## Énoncé:
Poursuivez le texte sur la psychologie des elfes chez Tolkien à partir de sa dernière phrase.

## Extrait du texte:
Je me suis déjà plaint de la psychologie simpliste de Galadriel dans la série.
Histoire d’étayer un peu mon propos et de réduire l’effet « Vieille baderne qui ronchonne dès que l’on touche à son légendaire », je voudrais partager ici quelques réflexions sur la nature des elfes et les motivations de ce personnage de premier plan : Galadriel.
Dans ce premier post, je voudrais planter le décor sur la psychologie des elfes.
Créatures d’essence et d’existence
Les elfes
Dans le Silmarillion, l’opus de Tolkien couvrant le premier âge du monde, les elfes tiennent le haut du pavé et combattent le mal. Mais ils ne sont pas les braves gens purs que nous laisse entrevoir la série.
Les Seigneurs Elfes ont fait, autrefois, acte de fierté, volonté et de liberté. Fëanor, refusant de sacrifier ses Silmarils pour restaurer les deux arbres primordiaux dispensateurs de lumière, choisit l’égoïsme contre l’altruisme, car l’artefact est une part de lui-même. Il fait là, librement, un choix très engageant, qui définit ses priorités et sa morale - très existentialiste en somme. Pas du tout la posture de l’elfe millénaire et sage optant pour le bien commun en Terre du Milieu…
Mais les conséquences de son choix prennent des dimensions cosmiques. Les Valar trouvent une solution à la mort des arbres sans le secours de leur lumière capturée dans les Silmarils, ce qui conduit à la genèse du soleil et de la lune. La palette des possibles s’en trouve réduite pour le monde, car plus jamais l’origine de la lumière ne sera remise en cause dans le cosmos Tolkiennien, comme elle l’avait été auparavant. L’ordre du monde se modifie, ou plus exactement l’essence du monde se précise, se fige un peu plus, ce qui va de paire avec le rétrécissement du champ des possibles.
Puis le sort s’acharne, sur le Seigneur-Elfe mais également sur son peuple, lorsque le chef d’œuvre de Fëanor lui est dérobé par un esprit du néant. Suivi par ses fils et sa tribu, il jure alors de le reprendre, l’univers dût-il se dresser contre lui - la faute collective s’aggrave. Car ce serment s’entache rapidement d’un crime abominable, lorsque les Noldor massacrent les Teleri qui refusent de leur porter assistance dans cette quête. Il s’ensuit la litanie des malheurs du Premier Age. Précipiter l’essence du monde par des décisions et des actes démesurés - d’une trop grande liberté, ou d’un trop grand égoïsme ? - se solde par une sanction colossale.

[Liste des données]
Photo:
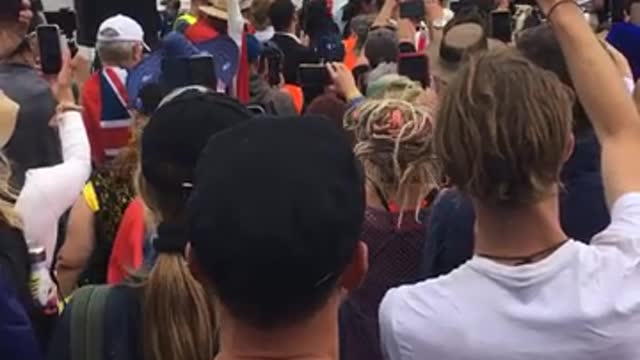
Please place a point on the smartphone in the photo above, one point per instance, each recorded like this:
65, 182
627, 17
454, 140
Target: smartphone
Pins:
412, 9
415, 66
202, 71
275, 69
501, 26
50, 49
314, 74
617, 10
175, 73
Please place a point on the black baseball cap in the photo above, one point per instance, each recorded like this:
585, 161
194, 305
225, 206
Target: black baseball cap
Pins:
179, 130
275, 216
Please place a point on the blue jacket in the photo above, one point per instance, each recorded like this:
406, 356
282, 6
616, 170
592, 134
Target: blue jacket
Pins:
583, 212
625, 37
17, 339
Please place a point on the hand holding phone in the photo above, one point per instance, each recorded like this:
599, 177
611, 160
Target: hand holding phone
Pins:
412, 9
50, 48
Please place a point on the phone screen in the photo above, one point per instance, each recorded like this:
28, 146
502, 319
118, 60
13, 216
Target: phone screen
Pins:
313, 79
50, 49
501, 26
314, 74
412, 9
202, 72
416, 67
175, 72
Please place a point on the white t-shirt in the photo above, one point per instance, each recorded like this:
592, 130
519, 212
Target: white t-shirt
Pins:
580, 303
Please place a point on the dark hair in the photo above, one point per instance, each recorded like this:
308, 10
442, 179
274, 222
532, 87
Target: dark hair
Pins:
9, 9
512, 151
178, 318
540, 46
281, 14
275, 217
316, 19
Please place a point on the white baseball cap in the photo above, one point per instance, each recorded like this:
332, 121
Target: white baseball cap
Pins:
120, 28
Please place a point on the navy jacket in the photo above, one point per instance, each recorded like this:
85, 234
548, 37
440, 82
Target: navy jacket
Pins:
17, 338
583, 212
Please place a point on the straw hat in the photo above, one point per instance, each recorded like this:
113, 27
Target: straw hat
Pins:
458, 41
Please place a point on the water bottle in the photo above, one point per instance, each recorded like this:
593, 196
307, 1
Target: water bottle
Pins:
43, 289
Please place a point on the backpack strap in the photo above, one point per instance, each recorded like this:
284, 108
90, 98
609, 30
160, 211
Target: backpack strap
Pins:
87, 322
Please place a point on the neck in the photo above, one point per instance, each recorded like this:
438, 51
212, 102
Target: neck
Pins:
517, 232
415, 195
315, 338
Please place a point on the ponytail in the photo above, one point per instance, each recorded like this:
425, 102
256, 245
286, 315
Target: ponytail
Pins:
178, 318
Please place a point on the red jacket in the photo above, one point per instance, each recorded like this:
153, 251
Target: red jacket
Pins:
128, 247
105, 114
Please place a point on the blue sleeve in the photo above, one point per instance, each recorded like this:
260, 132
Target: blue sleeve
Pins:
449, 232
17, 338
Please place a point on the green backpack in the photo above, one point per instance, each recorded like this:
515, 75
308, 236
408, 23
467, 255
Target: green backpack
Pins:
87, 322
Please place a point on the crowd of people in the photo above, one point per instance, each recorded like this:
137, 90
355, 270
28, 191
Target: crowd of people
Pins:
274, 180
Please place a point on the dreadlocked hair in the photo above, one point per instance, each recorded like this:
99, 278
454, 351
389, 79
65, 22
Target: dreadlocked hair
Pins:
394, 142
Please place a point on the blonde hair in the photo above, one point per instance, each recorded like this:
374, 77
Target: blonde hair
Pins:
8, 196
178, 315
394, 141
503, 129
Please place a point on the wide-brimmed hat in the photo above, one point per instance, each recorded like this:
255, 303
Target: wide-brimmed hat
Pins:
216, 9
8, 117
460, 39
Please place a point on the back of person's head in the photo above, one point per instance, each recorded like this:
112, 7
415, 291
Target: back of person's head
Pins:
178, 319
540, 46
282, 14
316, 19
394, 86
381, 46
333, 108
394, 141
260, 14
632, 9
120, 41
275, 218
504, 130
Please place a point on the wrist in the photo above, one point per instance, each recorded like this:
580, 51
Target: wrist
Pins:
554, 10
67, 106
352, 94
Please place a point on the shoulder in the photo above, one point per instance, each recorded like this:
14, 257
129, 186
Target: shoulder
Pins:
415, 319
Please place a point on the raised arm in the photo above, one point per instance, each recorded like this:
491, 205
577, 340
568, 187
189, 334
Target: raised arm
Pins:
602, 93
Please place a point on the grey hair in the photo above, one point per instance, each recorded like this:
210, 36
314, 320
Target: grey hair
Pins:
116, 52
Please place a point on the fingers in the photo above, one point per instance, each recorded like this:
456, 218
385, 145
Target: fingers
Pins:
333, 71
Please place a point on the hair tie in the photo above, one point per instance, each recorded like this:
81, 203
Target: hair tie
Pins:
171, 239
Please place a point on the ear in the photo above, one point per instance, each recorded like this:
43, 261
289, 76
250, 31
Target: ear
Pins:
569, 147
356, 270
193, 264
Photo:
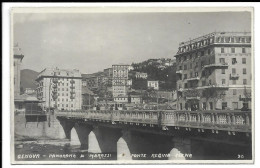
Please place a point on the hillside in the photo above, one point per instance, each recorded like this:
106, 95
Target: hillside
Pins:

## Réponse attendue:
Au Second Age le schéma se répète : la séduction de Sauron entraîne à leur perte les Elfes d’Eregion, créateurs des anneaux de pouvoir, forgés pour préserver la beauté des atteintes du temps. Jamais plus, par la suite, les Elfes ne seront capables de créer des objets aussi merveilleux. Leur essence s’affirme de plus en plus, comme celle du peuple aux œuvres formidables, qui les inventa autrefois, sans plus jamais réitérer l’exploit. Le Seigneur des Ténèbres, en détournant l’usage des anneaux, propose aux seigneurs des peuples libres un choix existentiel, sinon existentialiste : une forme d’esclavage éternel sous couvert de l’immortalité.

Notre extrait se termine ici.